Reproduce each of the following entries line for line, with no changes.

— Begin —

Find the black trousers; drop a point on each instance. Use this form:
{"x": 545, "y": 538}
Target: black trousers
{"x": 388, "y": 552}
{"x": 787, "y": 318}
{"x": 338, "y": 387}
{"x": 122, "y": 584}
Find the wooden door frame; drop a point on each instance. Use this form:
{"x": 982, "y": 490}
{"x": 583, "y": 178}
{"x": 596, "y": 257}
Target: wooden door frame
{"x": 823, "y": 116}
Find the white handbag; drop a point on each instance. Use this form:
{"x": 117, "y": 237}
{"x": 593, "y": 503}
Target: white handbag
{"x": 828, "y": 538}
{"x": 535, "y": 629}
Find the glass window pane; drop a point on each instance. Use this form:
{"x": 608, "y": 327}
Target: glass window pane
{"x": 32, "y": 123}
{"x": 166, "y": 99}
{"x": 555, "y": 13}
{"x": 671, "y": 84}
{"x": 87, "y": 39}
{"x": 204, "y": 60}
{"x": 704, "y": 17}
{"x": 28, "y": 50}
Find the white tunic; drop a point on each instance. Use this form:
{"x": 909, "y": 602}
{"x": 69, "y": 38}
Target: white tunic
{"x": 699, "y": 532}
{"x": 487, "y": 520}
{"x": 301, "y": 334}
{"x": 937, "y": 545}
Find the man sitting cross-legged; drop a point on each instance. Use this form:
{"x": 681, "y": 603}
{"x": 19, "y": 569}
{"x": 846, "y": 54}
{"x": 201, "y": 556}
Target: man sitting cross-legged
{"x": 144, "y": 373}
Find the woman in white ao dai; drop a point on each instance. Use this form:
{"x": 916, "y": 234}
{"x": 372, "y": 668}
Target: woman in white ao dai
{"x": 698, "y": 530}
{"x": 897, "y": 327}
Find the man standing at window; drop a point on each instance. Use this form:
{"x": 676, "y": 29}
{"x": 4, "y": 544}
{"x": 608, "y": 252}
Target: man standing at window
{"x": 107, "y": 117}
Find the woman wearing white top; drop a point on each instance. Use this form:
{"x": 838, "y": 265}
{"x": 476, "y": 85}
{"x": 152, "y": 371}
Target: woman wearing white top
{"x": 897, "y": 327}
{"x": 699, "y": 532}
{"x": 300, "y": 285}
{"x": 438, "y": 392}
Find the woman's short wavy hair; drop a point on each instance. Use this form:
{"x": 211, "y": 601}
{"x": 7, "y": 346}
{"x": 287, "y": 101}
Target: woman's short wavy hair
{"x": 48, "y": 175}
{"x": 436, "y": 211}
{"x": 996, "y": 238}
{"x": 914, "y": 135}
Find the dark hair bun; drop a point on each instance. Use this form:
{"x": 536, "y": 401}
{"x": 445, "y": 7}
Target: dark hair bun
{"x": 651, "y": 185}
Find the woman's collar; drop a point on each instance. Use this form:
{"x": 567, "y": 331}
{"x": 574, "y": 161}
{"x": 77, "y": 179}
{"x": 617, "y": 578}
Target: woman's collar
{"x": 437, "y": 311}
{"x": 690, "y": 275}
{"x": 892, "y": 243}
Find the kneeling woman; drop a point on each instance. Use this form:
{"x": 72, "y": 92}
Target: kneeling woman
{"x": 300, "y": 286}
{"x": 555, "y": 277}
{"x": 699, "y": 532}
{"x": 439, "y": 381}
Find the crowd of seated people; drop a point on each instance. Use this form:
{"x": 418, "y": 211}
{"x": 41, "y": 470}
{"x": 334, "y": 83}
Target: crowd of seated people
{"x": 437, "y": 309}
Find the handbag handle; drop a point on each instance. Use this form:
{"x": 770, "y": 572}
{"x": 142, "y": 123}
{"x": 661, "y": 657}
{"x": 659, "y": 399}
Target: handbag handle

— End —

Exercise answer:
Find the black trousers; drop a point on each instance. Use this form:
{"x": 545, "y": 538}
Target: black trousers
{"x": 388, "y": 552}
{"x": 787, "y": 318}
{"x": 338, "y": 387}
{"x": 122, "y": 584}
Find the wooden door frame; drop a point on each instance. Use this form:
{"x": 982, "y": 490}
{"x": 583, "y": 178}
{"x": 596, "y": 257}
Target: wooden door frame
{"x": 823, "y": 116}
Find the white handbag; drop a point on each instance. Use this form:
{"x": 117, "y": 237}
{"x": 593, "y": 503}
Target: white handbag
{"x": 828, "y": 538}
{"x": 535, "y": 629}
Find the glass window pane; drop a point on each instance. Use this form:
{"x": 608, "y": 327}
Target: glass window pane
{"x": 32, "y": 123}
{"x": 166, "y": 99}
{"x": 555, "y": 13}
{"x": 671, "y": 84}
{"x": 87, "y": 39}
{"x": 204, "y": 60}
{"x": 704, "y": 17}
{"x": 28, "y": 50}
Find the white tunic; drop a point on each instance. Use this form:
{"x": 909, "y": 602}
{"x": 69, "y": 38}
Target: white tunic
{"x": 699, "y": 532}
{"x": 487, "y": 520}
{"x": 301, "y": 334}
{"x": 937, "y": 545}
Find the man sitting cross-legged; drop a point on each instance. Use this form:
{"x": 681, "y": 603}
{"x": 19, "y": 569}
{"x": 846, "y": 54}
{"x": 201, "y": 556}
Target: man sitting cross-legged
{"x": 144, "y": 373}
Find the woman in white ao dai; drop a point on each instance. Use this form:
{"x": 916, "y": 234}
{"x": 372, "y": 668}
Target: woman in white ao dai
{"x": 698, "y": 530}
{"x": 897, "y": 327}
Find the man standing at window; drop a point on each instance. Use this form:
{"x": 676, "y": 29}
{"x": 4, "y": 544}
{"x": 608, "y": 252}
Target: man standing at window
{"x": 107, "y": 117}
Find the woman wearing white top; drop a point on each instance. Use this form:
{"x": 838, "y": 265}
{"x": 476, "y": 85}
{"x": 152, "y": 371}
Target: woman wearing white top
{"x": 897, "y": 327}
{"x": 699, "y": 532}
{"x": 300, "y": 285}
{"x": 438, "y": 392}
Find the woman's short wavy hair; drop a point on each instance. Use this form:
{"x": 211, "y": 601}
{"x": 7, "y": 346}
{"x": 287, "y": 101}
Target: woman's short wavy hair
{"x": 48, "y": 175}
{"x": 436, "y": 211}
{"x": 996, "y": 238}
{"x": 914, "y": 135}
Find the dark hair bun; drop a point on each instance. Use this form:
{"x": 536, "y": 401}
{"x": 445, "y": 7}
Target: dark hair bun
{"x": 651, "y": 185}
Find the woman's collar; drop a point on each instance. Use this form:
{"x": 567, "y": 331}
{"x": 574, "y": 161}
{"x": 77, "y": 179}
{"x": 617, "y": 578}
Target: woman's collar
{"x": 437, "y": 311}
{"x": 690, "y": 275}
{"x": 892, "y": 243}
Find the kneeling woman; drop a point on each instance. Use this form:
{"x": 72, "y": 92}
Target: kneeling woman
{"x": 300, "y": 286}
{"x": 555, "y": 277}
{"x": 699, "y": 532}
{"x": 439, "y": 381}
Find the crowd of seated people; drop a point on each instance. Use this form:
{"x": 418, "y": 211}
{"x": 41, "y": 470}
{"x": 334, "y": 83}
Target: crowd of seated people
{"x": 437, "y": 309}
Find the handbag handle; drop a point on each instance. Use this form:
{"x": 770, "y": 572}
{"x": 142, "y": 123}
{"x": 661, "y": 657}
{"x": 659, "y": 399}
Target: handbag handle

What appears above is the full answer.